═══ Text passage
Having a opinion you dont agree with is not trolling, arguing and insulting people with the specific intent to piss people off is. You taunt other members quite often, its not like I haven't seen you go after other members you yourself said you like to gloat and its easy to see you know exactly what your doing. 

Ive watched Overeem fight for years just like you say you have but I dont think he's the best striker in MMA.



Wandys New Nose said:


> Hi all, first post on this forum! Been following MMA since early UFC and Pride. I also train Muay Thai and teach Kick Boxing to Kids ... so love combat sports. Also, dare I say it, I enjoy boxing to!
> 
> Anyway in my humble opinion I think this is an awesome fight that can go two ways.
> 
> ...



Wandys New Nose, 
Nice post, I think having to defend the td could slow his striking a bit, if Brock can stay away from his knees in the clinch that would go a long way. I like your fight breakdown. I dont think it will be easy to KO Brock wile defending his shot but it definitely could happen.


----------



## Mckeever (Apr 26, 2009)

slapshot said:


> Having a opinion you dont agree with is not trolling, arguing and insulting people with the specific intent to piss people off is. You taunt other members quite often, its not like I haven't seen you go after other members you yourself said you like to gloat and it easy to see you know exactly what your doing.
> 
> Ive watched Overeem fight for years just like you say you have but I dont think he's the best striker in MMA.


You can have your opinion, but it isnt going to hold much weight if you cant back it up with examples. I dont have any intent to piss people off, i just fail to understand how you can come to the conclusion that Cain Velasquez is a better striker than Overeem. What are you basing this from exactly? His KO win over Nog? Out striking Brock?

Cain has some very good kick boxing skills, especially considering how inexperienced he is, but he simply isnt on Overeems level. We're talking about a guy who has KO'd Badr Hari here, hes not your average MMA kick boxer, he is one of the best kick boxers in the world.


----------



## RudeBoySes (Aug 9, 2010)
══════
## [Requirements]
Transcribe word for word the section of the MMA forum thread above that starts with the words "You can have" and finishes with "in the world.".
═══ Material provided
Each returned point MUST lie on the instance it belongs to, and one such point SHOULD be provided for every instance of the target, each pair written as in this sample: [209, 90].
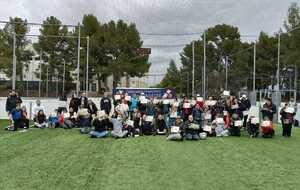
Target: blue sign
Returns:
[149, 92]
══════
## [The answer]
You can have your opinion, but it isnt going to hold much weight if you cant back it up with examples. I dont have any intent to piss people off, i just fail to understand how you can come to the conclusion that Cain Velasquez is a better striker than Overeem. What are you basing this from exactly? His KO win over Nog? Out striking Brock?

Cain has some very good kick boxing skills, especially considering how inexperienced he is, but he simply isnt on Overeems level. We're talking about a guy who has KO'd Badr Hari here, hes not your average MMA kick boxer, he is one of the best kick boxers in the world.